# Start of Data provided

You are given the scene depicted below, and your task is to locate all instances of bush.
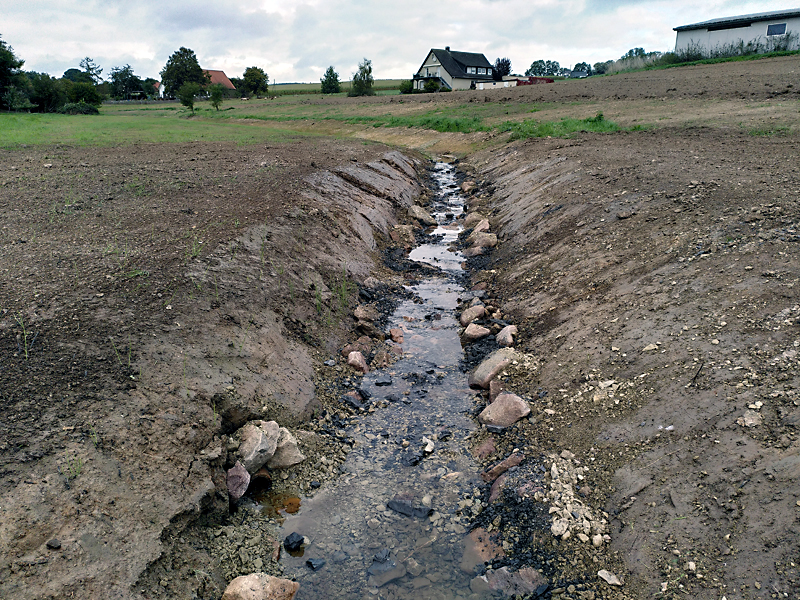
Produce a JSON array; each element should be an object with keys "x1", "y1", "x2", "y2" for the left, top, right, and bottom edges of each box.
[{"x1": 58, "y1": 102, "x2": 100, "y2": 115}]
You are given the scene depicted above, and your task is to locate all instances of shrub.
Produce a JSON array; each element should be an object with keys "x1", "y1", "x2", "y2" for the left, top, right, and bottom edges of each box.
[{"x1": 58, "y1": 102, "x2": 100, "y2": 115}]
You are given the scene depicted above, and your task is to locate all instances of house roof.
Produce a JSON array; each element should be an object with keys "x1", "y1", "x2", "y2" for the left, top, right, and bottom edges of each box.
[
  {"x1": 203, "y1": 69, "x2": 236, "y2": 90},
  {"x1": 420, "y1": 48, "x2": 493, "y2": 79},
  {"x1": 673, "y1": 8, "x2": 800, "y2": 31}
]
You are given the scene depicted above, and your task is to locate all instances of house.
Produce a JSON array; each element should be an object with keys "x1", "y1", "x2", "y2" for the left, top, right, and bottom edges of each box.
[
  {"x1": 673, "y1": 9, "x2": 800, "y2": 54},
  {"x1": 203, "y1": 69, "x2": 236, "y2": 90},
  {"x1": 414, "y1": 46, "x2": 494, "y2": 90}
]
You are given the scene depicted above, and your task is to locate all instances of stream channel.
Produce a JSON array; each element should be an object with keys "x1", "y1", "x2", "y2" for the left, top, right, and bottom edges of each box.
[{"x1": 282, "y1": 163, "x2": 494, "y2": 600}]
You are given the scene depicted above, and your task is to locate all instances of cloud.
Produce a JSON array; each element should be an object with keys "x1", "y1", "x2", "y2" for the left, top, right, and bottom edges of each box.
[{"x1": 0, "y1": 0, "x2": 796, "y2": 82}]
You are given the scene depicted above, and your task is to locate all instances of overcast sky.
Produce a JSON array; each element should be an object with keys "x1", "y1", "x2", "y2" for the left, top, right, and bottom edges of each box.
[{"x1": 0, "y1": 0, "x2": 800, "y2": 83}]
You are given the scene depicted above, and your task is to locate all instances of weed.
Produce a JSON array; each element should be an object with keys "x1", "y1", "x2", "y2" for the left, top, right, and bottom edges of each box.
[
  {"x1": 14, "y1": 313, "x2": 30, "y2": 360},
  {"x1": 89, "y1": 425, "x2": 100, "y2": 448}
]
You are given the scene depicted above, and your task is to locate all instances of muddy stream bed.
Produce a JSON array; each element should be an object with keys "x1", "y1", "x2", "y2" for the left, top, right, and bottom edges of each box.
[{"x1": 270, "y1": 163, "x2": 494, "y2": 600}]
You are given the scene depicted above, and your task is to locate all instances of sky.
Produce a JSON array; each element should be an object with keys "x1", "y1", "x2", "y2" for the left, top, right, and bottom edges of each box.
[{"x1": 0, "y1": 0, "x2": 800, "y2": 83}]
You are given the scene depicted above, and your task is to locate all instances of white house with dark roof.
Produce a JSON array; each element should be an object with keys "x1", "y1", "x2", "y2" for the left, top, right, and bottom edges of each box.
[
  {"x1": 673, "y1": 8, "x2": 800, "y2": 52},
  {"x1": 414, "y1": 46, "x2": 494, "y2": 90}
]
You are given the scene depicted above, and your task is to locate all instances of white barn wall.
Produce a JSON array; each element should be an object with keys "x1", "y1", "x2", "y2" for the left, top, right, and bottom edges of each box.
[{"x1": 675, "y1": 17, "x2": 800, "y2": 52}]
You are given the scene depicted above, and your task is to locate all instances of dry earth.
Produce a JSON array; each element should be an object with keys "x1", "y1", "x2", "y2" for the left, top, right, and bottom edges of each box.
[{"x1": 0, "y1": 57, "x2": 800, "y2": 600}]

# End of Data provided

What is required - Locate each line in the rows above that contains the string "stream" and copy those lines. Case counts, so match uppercase and lowercase letters precisely.

Answer to this problem -
You are given the scene depicted above, and your task is to locate all instances of stream channel.
You are given the scene depicted above, and your task is to locate all instances of muddy stream bed.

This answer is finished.